__WHAT TO PRODUCE__. What is needed here is an exact reprint of every record below.

__INFORMATION PROVIDED__.
*****

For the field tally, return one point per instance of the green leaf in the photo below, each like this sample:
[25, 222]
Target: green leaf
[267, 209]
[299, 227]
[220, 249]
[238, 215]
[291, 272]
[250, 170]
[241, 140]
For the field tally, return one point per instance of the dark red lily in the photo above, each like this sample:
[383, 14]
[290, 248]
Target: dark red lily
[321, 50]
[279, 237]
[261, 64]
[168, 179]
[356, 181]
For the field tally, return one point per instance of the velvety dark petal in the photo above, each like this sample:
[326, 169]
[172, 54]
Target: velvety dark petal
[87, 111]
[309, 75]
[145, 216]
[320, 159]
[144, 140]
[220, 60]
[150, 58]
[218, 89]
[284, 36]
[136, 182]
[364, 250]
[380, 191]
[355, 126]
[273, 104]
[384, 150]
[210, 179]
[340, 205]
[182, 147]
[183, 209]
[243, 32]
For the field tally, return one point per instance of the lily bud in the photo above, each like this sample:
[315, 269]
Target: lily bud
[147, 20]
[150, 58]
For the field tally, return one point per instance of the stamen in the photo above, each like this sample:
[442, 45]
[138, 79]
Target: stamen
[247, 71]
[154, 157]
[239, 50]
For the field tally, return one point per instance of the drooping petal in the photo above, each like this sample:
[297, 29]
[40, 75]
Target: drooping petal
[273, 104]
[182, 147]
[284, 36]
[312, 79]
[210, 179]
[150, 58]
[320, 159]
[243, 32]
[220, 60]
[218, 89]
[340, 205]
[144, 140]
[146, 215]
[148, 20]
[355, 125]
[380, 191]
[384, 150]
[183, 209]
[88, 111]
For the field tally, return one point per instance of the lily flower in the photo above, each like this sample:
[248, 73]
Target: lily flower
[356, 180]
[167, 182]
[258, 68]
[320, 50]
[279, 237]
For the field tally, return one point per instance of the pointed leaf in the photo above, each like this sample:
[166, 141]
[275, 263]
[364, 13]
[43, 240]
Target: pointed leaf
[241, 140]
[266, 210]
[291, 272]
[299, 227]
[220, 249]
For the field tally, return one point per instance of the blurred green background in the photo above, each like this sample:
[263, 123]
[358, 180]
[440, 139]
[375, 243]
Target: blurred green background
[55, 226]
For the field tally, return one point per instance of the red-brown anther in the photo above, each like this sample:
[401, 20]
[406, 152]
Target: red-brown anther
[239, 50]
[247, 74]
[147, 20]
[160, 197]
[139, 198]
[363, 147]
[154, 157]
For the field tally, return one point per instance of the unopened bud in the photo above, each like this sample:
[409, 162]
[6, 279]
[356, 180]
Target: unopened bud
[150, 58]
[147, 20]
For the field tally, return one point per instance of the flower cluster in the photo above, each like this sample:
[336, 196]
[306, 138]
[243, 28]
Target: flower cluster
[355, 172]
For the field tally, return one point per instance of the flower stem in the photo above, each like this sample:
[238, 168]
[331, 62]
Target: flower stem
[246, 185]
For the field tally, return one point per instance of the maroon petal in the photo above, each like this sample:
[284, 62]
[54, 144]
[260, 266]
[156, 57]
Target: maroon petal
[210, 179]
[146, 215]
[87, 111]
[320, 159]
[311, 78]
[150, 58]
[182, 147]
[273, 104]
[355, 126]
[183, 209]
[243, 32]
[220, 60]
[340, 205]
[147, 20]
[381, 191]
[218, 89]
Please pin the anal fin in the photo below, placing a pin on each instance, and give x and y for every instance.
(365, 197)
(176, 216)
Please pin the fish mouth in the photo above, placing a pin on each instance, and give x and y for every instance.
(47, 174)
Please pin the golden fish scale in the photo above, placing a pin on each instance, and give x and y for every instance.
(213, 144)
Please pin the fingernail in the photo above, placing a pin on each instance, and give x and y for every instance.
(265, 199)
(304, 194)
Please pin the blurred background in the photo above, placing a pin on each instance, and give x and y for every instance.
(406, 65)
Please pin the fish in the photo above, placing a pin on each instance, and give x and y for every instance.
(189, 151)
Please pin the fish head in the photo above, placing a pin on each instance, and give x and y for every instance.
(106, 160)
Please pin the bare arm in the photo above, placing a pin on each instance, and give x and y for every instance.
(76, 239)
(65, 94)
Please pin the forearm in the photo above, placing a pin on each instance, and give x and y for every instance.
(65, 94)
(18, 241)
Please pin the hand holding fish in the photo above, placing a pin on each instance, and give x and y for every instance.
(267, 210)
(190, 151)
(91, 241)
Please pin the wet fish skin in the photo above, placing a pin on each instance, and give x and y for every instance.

*****

__TASK ANSWER__.
For the field tally, return one point per instance of the green leaf in the photo below, each like this sample:
[25, 222]
Target: green leaf
[267, 209]
[299, 227]
[220, 249]
[238, 215]
[291, 272]
[250, 170]
[241, 140]
For the field tally, return one point per instance of the dark red lily in the photo above, each like this sample:
[383, 14]
[290, 248]
Target: dark red lily
[321, 50]
[279, 237]
[261, 64]
[168, 179]
[356, 181]
For the field tally, return one point per instance of the velvety dark petal in the photo above, each like this sample:
[326, 169]
[172, 54]
Target: velvety dark petal
[87, 111]
[309, 75]
[145, 216]
[320, 159]
[144, 140]
[220, 60]
[150, 58]
[218, 89]
[284, 36]
[136, 182]
[364, 250]
[380, 191]
[355, 126]
[273, 104]
[384, 150]
[210, 179]
[340, 205]
[182, 147]
[183, 209]
[243, 32]
For the field tally, return one point per instance of the lily bud in the photo above, each like this sample:
[315, 269]
Target: lily bud
[147, 20]
[150, 58]
For the field tally, return one point per instance of the stamen in the photo above, each like this sample:
[442, 45]
[138, 79]
Target: stamen
[247, 71]
[154, 157]
[239, 50]
For the field tally, return one point per instance of the drooping petal in the photo above, each like this sample:
[297, 29]
[40, 75]
Target: drooping petal
[273, 104]
[182, 147]
[284, 36]
[312, 79]
[210, 179]
[150, 58]
[320, 159]
[243, 32]
[220, 60]
[218, 89]
[340, 205]
[144, 140]
[146, 215]
[148, 20]
[355, 125]
[380, 191]
[384, 150]
[183, 209]
[88, 111]
For the field tally, return one point per instance of the lily flower in the photo above, each like this sample:
[248, 73]
Target: lily flower
[356, 180]
[167, 182]
[258, 68]
[320, 50]
[279, 237]
For the field tally, return one point per instance of the pointed leaf in the photo above, each like this sample:
[166, 141]
[275, 263]
[364, 13]
[43, 240]
Target: pointed leaf
[241, 140]
[266, 210]
[291, 272]
[299, 227]
[220, 249]
For the field tally, return one point per instance of the blurred green background in the photo above, each like this sample:
[263, 123]
[358, 180]
[440, 139]
[375, 243]
Target: blurred green background
[55, 226]
For the field tally, return one point per instance of the red-brown anther in the photo above, each like this sample:
[401, 20]
[406, 152]
Target: red-brown anther
[239, 50]
[247, 74]
[147, 20]
[160, 197]
[139, 198]
[363, 147]
[154, 157]
For the field tally, return one point per instance of the unopened bud in the photo above, each like this sample:
[409, 162]
[6, 279]
[356, 180]
Target: unopened bud
[150, 58]
[147, 20]
For the field tally, return one point per instance of the flower cluster in the photo above, each like this sample:
[336, 196]
[306, 138]
[243, 28]
Target: flower cluster
[355, 172]
For the field tally, return one point per instance of the flower stem in the photo above, each like this sample:
[238, 168]
[331, 62]
Target: flower stem
[246, 185]
For the field tally, return one point per instance of the maroon petal in the photo above, each like this sample:
[284, 62]
[54, 144]
[260, 266]
[156, 57]
Target: maroon petal
[210, 179]
[146, 215]
[87, 111]
[320, 159]
[311, 78]
[150, 58]
[182, 147]
[273, 104]
[355, 126]
[183, 209]
[243, 32]
[220, 60]
[340, 205]
[147, 20]
[381, 191]
[218, 89]
Please pin the anal fin in the photo below, placing a pin on each instance, and give x and y for every instance.
(365, 197)
(176, 216)
Please pin the fish mouth in the photo above, placing a pin on each instance, and give x and y for every instance.
(47, 174)
Please pin the golden fish scale in the photo above, placing a pin on each instance, and give x and y for every instance.
(213, 144)
Please pin the fingernail in the photo above, placing a pin on each instance, and give x and y for every instance.
(265, 199)
(304, 194)
Please pin the blurred background in the photo above, placing a pin on each instance, and give x and y for every instance.
(406, 65)
Please pin the fish in the photo above, placing a pin on each instance, and give x and y for every instance.
(189, 151)
Please pin the fish head in the photo above, placing a pin on each instance, and give x and y for every instance.
(106, 160)
Please pin the bare arm in the photo above, placing a pin on each instance, and give x and y for every instance.
(76, 239)
(65, 94)
Please pin the forearm in the photo above, placing a pin on each instance, and give x and y for every instance.
(65, 94)
(18, 241)
Please pin the hand holding fish in the photo above, placing a pin on each instance, and give x and y for every instance.
(267, 210)
(190, 151)
(91, 241)
Please pin the wet fish skin in the photo above, placing a pin on each instance, and give x and y for every instance.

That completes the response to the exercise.